[Intel-gfx] [PATCH 3/3] drm/i915: Record error state capture reason
Ben Widawsky
ben at bwidawsk.net
Wed Feb 12 03:32:24 CET 2014
On Mon, Feb 10, 2014 at 04:30:51PM +0200, Mika Kuoppala wrote:
> We capture error state not only when the GPU hangs but
> also on other situations as in interrupt errors and
> in situations where we can kick things forward without GPU reset.
> There will be log entry on most of these cases. But as error state
> capture might be only thing we have, if dmesg was not captured. Or as
> in GEN4 case, interrupt error can trigger error state capture without log
> entry, the exact reason why capture was made is hard to decipher.
>
> To avoid confusion why the error state was captured, print reason
> along with error code into log and also store it into the error state.
>
I could have done with a better commit subject and message. We already
capture error state, so "Record error state capture" is a bit weird.
Also, I think the commit message glosses over the main point of why
these cases are special as opposed to hangcheck.

(ENTRIES SUPPLIED):
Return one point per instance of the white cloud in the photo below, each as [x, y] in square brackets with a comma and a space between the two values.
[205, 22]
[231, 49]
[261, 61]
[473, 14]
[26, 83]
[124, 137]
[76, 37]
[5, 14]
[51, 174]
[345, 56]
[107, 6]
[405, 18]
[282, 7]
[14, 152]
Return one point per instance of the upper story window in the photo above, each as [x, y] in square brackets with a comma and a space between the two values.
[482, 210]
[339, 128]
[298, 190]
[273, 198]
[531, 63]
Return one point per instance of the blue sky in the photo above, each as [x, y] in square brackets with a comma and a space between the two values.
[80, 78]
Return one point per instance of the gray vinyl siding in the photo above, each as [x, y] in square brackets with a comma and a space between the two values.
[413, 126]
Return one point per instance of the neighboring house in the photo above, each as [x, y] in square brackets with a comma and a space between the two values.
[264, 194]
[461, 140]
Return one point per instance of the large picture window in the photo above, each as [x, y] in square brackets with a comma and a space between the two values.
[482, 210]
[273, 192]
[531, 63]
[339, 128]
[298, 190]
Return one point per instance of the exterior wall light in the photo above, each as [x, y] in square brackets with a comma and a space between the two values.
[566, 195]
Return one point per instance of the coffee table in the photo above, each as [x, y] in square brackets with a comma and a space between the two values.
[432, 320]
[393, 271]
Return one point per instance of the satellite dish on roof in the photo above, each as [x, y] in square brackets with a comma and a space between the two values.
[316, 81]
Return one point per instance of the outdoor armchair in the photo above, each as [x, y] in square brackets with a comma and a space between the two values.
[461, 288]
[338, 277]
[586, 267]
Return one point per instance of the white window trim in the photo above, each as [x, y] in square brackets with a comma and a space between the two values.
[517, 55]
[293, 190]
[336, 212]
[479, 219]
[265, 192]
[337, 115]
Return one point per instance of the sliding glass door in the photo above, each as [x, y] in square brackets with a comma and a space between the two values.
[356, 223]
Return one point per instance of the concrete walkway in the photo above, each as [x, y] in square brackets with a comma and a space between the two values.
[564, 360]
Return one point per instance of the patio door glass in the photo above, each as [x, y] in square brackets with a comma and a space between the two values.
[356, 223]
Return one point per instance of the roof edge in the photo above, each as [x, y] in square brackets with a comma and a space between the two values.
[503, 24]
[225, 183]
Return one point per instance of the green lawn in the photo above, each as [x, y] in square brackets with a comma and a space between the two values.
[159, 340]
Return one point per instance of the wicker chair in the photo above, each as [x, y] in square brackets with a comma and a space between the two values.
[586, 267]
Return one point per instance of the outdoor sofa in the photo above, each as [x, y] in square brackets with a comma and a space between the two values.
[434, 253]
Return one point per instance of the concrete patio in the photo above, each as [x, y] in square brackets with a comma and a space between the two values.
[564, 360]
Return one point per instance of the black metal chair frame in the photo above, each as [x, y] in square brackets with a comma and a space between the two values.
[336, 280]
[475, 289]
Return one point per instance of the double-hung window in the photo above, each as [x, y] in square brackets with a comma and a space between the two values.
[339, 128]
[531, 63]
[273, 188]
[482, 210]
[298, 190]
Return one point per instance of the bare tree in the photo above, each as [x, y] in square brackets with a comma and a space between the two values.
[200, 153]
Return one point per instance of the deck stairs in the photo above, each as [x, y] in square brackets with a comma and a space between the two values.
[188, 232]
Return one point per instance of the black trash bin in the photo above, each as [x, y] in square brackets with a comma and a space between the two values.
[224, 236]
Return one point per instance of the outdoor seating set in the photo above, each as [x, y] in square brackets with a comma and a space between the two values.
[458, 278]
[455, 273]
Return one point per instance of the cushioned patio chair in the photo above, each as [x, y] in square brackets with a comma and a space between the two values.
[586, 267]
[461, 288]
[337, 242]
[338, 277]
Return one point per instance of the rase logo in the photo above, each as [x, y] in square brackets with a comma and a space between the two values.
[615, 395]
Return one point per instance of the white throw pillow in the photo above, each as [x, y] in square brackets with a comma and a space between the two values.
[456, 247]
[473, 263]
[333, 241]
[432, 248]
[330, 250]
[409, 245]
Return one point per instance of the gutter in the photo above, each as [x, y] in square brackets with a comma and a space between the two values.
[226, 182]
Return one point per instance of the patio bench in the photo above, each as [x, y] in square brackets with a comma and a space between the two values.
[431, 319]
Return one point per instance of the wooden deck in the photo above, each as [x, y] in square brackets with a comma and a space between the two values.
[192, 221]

* * *

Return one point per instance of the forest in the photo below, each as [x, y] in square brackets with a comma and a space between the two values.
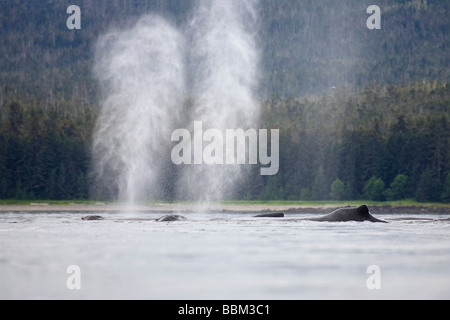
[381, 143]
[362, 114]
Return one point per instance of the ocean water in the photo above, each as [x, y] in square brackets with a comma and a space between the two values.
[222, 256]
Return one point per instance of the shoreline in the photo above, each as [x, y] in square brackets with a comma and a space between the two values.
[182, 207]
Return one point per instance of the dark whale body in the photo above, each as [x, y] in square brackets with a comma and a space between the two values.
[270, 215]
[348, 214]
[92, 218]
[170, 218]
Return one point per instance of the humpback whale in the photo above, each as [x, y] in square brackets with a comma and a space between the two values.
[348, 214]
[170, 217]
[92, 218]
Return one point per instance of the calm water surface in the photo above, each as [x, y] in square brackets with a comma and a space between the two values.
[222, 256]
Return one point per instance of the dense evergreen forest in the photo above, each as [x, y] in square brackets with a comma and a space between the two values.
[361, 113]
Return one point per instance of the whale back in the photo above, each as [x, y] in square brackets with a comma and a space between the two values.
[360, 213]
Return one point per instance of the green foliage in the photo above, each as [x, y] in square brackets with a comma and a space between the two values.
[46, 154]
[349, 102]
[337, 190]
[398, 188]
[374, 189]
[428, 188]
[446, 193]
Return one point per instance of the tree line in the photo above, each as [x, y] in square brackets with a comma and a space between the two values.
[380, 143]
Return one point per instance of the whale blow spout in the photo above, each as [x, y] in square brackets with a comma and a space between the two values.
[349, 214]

==

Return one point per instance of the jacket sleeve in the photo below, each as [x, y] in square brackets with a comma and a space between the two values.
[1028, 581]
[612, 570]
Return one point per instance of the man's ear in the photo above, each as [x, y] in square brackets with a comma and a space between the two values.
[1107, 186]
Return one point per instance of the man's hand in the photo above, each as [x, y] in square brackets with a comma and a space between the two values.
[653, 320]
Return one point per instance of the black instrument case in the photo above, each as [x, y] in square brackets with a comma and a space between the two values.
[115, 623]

(PROBLEMS TO SOLVE):
[1] Quote everything in the error state capture post from "[Intel-gfx] [PATCH 3/3]" down to "without GPU reset.".
[2] Write the next part of the post on the error state capture patch, starting after its final sentence.

(TASK-BY-TASK ANSWERS):
[1]
[Intel-gfx] [PATCH 3/3] drm/i915: Record error state capture reason
Ben Widawsky
ben at bwidawsk.net
Wed Feb 12 03:32:24 CET 2014
On Mon, Feb 10, 2014 at 04:30:51PM +0200, Mika Kuoppala wrote:
> We capture error state not only when the GPU hangs but
> also on other situations as in interrupt errors and
> in situations where we can kick things forward without GPU reset.

[2]
> References: https://bugs.freedesktop.org/show_bug.cgi?id=74193
> Signed-off-by: Mika Kuoppala <mika.kuoppala at intel.com>
> ---
> drivers/gpu/drm/i915/i915_debugfs.c | 5 +-
> drivers/gpu/drm/i915/i915_drv.h | 9 +++-
> drivers/gpu/drm/i915/i915_gpu_error.c | 84 +++++++++++++++++++++++----------
> drivers/gpu/drm/i915/i915_irq.c | 45 +++++++++++-------
> 4 files changed, 98 insertions(+), 45 deletions(-)
>
> diff --git a/drivers/gpu/drm/i915/i915_debugfs.c b/drivers/gpu/drm/i915/i915_debugfs.c
> index 2dc05c3..175e524 100644
> --- a/drivers/gpu/drm/i915/i915_debugfs.c
> +++ b/drivers/gpu/drm/i915/i915_debugfs.c
> @@ -3006,9 +3006,8 @@ i915_wedged_set(void *data, u64 val)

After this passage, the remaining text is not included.